>> Begin STORED DATA

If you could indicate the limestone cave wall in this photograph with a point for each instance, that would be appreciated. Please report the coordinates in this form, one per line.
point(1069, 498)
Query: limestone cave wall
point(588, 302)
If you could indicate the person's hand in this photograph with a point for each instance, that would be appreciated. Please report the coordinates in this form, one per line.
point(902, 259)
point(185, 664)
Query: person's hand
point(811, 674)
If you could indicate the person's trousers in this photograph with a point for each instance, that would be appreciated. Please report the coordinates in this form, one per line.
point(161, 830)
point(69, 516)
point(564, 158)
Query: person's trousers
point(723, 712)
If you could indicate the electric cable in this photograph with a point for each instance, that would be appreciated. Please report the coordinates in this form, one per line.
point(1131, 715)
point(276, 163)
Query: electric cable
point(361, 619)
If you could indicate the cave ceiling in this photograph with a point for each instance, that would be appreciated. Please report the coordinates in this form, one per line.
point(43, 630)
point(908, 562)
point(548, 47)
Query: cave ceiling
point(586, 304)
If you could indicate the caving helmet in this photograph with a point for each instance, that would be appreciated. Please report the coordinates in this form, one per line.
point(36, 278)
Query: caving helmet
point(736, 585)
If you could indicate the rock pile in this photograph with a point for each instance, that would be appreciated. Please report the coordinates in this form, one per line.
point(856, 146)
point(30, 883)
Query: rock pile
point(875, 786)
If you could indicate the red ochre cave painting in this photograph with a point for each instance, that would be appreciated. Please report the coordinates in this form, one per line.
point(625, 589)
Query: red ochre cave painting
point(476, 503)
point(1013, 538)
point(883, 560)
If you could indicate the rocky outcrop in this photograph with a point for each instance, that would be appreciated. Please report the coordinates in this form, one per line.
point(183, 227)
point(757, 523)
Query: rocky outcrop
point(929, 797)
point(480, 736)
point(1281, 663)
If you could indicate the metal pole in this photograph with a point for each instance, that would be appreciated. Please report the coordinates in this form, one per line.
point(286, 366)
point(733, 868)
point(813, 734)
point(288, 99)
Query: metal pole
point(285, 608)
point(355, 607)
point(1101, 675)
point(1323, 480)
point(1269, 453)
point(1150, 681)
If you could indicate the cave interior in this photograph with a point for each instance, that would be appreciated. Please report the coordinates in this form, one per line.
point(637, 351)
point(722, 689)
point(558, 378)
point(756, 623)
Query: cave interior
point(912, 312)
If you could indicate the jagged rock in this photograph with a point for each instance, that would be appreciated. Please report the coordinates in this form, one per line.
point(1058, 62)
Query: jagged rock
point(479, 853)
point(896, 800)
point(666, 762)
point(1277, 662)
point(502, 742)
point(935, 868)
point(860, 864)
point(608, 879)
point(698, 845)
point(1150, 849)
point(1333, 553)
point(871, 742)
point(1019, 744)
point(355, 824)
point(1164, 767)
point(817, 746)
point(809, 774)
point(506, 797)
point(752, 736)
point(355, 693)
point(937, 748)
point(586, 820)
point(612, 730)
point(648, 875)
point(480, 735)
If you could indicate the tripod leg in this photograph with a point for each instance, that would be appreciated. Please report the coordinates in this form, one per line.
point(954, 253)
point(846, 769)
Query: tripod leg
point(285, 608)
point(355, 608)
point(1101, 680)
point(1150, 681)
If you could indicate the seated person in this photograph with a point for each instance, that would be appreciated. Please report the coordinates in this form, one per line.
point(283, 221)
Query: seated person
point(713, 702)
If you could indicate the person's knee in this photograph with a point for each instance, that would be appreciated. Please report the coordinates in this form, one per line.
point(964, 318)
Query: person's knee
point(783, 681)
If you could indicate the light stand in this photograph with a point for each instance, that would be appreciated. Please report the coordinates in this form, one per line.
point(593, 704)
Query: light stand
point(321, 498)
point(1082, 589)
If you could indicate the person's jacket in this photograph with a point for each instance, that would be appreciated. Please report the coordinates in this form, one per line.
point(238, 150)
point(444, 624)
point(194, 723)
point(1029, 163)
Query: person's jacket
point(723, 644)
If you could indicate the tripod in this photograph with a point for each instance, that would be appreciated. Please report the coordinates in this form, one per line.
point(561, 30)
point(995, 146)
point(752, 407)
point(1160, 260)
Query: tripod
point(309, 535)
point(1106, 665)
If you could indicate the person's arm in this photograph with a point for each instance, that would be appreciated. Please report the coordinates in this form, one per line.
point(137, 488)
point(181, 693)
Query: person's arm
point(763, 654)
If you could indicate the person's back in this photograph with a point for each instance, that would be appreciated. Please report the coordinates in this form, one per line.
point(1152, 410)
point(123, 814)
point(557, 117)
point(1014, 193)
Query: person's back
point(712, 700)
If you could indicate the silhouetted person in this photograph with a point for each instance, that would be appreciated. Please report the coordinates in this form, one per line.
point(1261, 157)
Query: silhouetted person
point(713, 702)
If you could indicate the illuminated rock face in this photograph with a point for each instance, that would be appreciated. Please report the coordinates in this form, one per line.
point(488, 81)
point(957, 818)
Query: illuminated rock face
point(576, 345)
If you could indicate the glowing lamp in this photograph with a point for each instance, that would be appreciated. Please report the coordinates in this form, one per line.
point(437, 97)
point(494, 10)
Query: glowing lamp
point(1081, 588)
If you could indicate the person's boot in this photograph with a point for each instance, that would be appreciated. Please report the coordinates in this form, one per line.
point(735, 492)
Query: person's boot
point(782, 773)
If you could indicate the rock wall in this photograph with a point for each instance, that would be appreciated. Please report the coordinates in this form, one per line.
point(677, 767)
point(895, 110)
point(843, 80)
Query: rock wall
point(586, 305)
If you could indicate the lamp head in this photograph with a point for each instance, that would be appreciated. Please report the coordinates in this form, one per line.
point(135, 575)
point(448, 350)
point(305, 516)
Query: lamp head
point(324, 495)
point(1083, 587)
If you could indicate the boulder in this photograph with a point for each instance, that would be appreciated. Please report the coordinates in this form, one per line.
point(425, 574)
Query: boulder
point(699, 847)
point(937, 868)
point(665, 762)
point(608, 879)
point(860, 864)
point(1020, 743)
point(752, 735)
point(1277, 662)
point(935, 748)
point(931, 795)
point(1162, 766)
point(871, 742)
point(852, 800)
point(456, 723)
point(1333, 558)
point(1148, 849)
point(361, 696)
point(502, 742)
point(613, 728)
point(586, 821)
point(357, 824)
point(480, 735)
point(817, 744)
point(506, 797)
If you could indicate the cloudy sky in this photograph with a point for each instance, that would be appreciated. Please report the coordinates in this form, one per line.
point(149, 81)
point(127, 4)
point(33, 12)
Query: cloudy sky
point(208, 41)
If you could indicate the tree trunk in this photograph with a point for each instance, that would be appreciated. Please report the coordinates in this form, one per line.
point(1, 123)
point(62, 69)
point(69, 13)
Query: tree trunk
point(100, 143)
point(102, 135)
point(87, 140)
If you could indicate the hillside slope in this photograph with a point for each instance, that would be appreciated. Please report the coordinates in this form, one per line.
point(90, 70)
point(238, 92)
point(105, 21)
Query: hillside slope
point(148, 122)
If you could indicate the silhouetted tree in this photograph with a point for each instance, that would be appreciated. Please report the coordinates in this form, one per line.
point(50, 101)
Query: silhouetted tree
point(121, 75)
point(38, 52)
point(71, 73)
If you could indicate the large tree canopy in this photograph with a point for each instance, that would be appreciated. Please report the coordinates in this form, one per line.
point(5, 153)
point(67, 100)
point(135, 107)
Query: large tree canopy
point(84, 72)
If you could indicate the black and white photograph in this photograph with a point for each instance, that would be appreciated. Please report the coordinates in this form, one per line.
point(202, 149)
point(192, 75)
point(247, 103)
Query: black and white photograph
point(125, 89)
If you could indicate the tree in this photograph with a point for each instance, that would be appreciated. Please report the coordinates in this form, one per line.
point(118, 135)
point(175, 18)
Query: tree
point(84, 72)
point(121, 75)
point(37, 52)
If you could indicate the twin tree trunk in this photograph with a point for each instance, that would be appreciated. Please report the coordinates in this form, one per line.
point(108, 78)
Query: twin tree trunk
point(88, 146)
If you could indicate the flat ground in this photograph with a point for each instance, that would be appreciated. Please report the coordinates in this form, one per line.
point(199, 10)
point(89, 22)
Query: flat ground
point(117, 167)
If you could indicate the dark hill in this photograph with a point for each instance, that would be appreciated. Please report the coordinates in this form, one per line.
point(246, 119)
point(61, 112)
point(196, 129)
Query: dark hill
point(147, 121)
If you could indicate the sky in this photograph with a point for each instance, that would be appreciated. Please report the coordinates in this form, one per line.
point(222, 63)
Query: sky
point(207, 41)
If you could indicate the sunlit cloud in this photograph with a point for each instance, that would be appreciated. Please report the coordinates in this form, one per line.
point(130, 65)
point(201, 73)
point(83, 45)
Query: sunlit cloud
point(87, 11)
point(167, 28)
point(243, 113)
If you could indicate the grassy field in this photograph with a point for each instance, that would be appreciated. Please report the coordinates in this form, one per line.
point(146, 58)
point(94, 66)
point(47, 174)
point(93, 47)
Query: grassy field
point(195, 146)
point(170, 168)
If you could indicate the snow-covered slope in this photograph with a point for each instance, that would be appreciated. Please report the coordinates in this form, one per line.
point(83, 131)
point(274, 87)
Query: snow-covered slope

>> End STORED DATA

SET TASK: Retype exactly, please, each line from the line that contains "If you could indicate the twin" through the last line of the entries above, with nothing added.

SOLVED EXERCISE:
If you could indicate the twin tree trunk in this photograph with a point for each instance, that would be appreciated. Please report the coordinates in this form, one per line.
point(108, 78)
Query: twin tree trunk
point(88, 146)
If you could indicate the flat ground in this photograph with a point for each instance, that would be appreciated. Please report the coordinates in this form, one per line.
point(199, 10)
point(89, 22)
Query: flat ground
point(117, 167)
If you could indicate the dark hill in this photograph with a point for each instance, that would be appreciated. Please report the coordinates in this form, one per line.
point(246, 119)
point(61, 112)
point(196, 129)
Query: dark hill
point(147, 121)
If you could indicate the sky in this photograph with a point for each instance, that would be appreciated. Please report the coordinates in this form, one per line.
point(222, 63)
Query: sky
point(207, 41)
If you could indicate the sunlit cloud in this photograph with a point for each instance, that would be appreciated. Please report the coordinates in this form, one per line.
point(130, 65)
point(201, 73)
point(83, 45)
Query: sunlit cloud
point(87, 11)
point(167, 28)
point(243, 113)
If you could indicate the grassy field in this photograph with a point for each instance, that would be appreciated. Please report the coordinates in this form, one per line.
point(146, 58)
point(94, 66)
point(47, 174)
point(93, 47)
Query: grassy field
point(195, 146)
point(170, 168)
If you could indicate the snow-covered slope in this photograph with a point for each instance, that would be appreciated. Please report the coordinates in this form, one per line.
point(83, 131)
point(274, 87)
Query: snow-covered slope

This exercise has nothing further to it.